▶ _Exercise_: For every record below, write out an exact copy.

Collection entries
Start of Block
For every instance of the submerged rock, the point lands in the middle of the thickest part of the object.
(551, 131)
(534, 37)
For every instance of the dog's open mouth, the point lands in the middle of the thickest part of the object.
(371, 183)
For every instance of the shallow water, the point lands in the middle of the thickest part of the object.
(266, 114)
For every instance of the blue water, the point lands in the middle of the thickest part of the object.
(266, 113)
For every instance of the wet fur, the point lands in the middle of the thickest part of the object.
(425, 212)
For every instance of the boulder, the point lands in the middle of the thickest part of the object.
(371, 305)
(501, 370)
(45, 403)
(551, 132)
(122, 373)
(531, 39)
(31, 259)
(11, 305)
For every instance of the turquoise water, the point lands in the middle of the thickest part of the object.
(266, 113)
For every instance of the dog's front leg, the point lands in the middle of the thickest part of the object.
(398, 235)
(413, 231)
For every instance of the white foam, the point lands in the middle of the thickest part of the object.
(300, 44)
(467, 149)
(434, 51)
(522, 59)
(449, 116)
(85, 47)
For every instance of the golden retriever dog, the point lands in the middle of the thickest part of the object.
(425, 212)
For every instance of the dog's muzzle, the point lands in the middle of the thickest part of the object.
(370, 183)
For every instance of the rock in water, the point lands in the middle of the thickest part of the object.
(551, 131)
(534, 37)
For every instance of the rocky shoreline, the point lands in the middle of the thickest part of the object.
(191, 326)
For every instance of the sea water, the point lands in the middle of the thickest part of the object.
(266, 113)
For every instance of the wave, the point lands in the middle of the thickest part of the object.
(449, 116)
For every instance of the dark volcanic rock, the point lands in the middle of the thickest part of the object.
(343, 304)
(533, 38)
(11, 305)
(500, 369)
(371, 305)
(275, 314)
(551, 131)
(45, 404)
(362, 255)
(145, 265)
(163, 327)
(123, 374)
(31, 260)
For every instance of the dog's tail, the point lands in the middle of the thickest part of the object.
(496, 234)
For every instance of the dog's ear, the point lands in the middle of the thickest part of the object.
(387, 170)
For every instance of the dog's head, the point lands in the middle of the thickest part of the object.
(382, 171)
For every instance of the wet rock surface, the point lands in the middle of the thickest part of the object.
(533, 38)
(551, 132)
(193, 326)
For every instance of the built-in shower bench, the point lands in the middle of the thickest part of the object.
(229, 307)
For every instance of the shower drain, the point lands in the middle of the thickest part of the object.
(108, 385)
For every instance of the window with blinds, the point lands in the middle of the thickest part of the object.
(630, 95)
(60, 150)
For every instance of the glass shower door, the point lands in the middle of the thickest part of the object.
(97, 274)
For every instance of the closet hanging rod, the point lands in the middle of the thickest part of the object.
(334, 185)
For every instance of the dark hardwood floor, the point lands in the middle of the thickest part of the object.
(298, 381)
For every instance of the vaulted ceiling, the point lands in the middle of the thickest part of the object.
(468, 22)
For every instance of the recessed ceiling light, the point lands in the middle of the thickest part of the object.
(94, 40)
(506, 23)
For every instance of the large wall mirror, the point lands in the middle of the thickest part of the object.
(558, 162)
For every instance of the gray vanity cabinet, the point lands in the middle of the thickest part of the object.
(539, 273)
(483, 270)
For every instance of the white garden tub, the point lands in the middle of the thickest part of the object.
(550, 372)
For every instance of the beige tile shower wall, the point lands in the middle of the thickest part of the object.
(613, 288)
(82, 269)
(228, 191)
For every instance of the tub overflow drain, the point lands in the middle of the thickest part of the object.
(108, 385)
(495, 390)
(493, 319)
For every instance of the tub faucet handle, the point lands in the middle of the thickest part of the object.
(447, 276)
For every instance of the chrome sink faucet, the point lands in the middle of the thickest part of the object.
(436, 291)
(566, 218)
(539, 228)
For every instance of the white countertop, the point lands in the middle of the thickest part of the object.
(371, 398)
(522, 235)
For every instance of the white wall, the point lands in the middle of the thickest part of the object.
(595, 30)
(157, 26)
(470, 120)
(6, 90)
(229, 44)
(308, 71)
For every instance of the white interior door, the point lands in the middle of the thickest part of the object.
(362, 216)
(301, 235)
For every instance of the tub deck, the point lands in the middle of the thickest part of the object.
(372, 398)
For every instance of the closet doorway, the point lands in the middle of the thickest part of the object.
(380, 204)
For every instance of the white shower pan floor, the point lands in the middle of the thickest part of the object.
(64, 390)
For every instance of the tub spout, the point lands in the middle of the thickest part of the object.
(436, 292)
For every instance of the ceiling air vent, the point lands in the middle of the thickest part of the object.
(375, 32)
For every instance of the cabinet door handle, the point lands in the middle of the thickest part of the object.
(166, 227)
End of Block
▶ _Answer area_:
For every instance of the submerged rock, the point lands in the middle of the thickest part of the object.
(551, 131)
(534, 37)
For every instance of the dog's open mouth, the point lands in the middle of the thickest part of the object.
(371, 183)
For every instance of the shallow water, the point lands in the middle of the thickest part of the object.
(266, 114)
For every instance of the blue water, the point lands in the middle of the thickest part of the object.
(266, 113)
For every instance of the wet fur, the point lands in the middle of the thickest part of the object.
(425, 212)
For every instance of the boulder, the point lands in the middle of the thickest part of the object.
(371, 305)
(501, 370)
(45, 403)
(551, 132)
(122, 373)
(531, 39)
(31, 259)
(11, 305)
For every instance of the turquoise water, the point lands in the middle of the thickest part of the object.
(266, 113)
For every instance of the dog's front leg, the point lands in the middle of the thickest part of the object.
(398, 235)
(413, 231)
For every instance of the white foam, the point lands in the middle of the thickest part of the object.
(300, 44)
(467, 149)
(434, 51)
(522, 59)
(449, 116)
(85, 47)
For every instance of the golden retriever dog, the point lands in the middle of the thickest part of the object.
(425, 212)
For every instance of the dog's muzzle, the point lands in the middle of the thickest part of the object.
(370, 183)
For every instance of the rock in water, the point lands in the middle of the thickest part of the object.
(551, 131)
(534, 37)
For every instance of the rocky shoreline, the point lands in the middle of the thickest part of the object.
(191, 326)
For every instance of the sea water, the point lands in the middle of the thickest part of the object.
(266, 113)
For every instance of the wave, the point lands in the middle of the thickest part of the object.
(449, 116)
For every instance of the dark volcanic rock, the point lands in the middle of the thickest part of the object.
(343, 304)
(533, 38)
(11, 305)
(500, 369)
(371, 305)
(275, 314)
(551, 131)
(45, 404)
(362, 255)
(145, 265)
(163, 327)
(123, 374)
(31, 260)
For every instance of the dog's tail, the point lands in the middle of the thickest part of the object.
(496, 234)
For every instance of the dog's ear, the point lands in the middle of the thickest part of the object.
(387, 170)
For every instance of the dog's head, the point lands in the middle of the thickest part of the object.
(382, 171)
For every instance of the wet rock surface, the point lands in the middle of the thickest part of the object.
(533, 38)
(551, 132)
(193, 326)
For every instance of the built-in shower bench, the point lands in the middle of the thickest part of the object.
(229, 307)
For every instance of the shower drain, the point lands in the middle of the thickest part of the object.
(108, 385)
For every instance of the window with blinds, the point lands in the middle of the thickest part of the object.
(630, 95)
(60, 150)
For every instance of the glass shower door, the point lands in the middle of the thickest part of the object.
(97, 274)
For every instance of the closet hanging rod, the point lands in the middle of the thickest part of the object.
(334, 185)
For every instance of the dark hardwood floor, the point lands in the middle of the thickest part of the object.
(298, 381)
For every instance of the vaulted ceiling, the point lands in the middle of the thickest part of the object.
(468, 22)
For every instance of the recessed ceiling light, the point lands in the middle of the thickest part of the object.
(94, 40)
(506, 23)
For every instance of the large wall mirror, the point lands in the middle of the thickest part of the object.
(558, 162)
For every instance of the gray vanity cabinet, the point lands in the middle of the thickest part of the object.
(539, 273)
(483, 270)
For every instance of the white garden tub, the point lands in the middle of the thickest part of the object.
(550, 372)
For every instance of the beige tile shower wall, the point lands in the middle of the thickest part of the object.
(613, 288)
(82, 269)
(228, 191)
For every instance of the tub overflow drain, the point lands in the middle of the thickest part of the object.
(108, 385)
(495, 390)
(493, 319)
For every instance of the tub faucet handle, the point lands in the middle of the thickest part of the object.
(447, 276)
For every instance of the chrome sink faucet, the point lands in the middle of the thickest part of the object.
(436, 291)
(566, 218)
(539, 228)
For every instance of the white countertop, the point lands in the middle of the thickest part of the object.
(371, 398)
(522, 235)
For every instance of the white wall, the point lands in the middle of the thickest part of the object.
(595, 30)
(157, 26)
(470, 120)
(6, 90)
(229, 44)
(308, 71)
For every instance of the white interior door, the point lands in the middle of the thickest part of the object.
(362, 216)
(301, 235)
For every instance of the tub deck, the point lands in the middle of the thickest part of the object.
(372, 398)
For every instance of the closet doorway, the point lands in the middle of the thickest part of the object.
(380, 204)
For every instance of the white shower pan floor, the point lands in the middle of the thickest part of the object.
(64, 390)
For every instance of the tub spout, the point lands in the middle of the thickest part of the object.
(436, 292)
For every instance of the ceiling air vent, the point lands in the middle of the thickest part of the object.
(375, 32)
For every instance of the cabinet door handle, the point lands in the middle of the thickest part of the object.
(166, 227)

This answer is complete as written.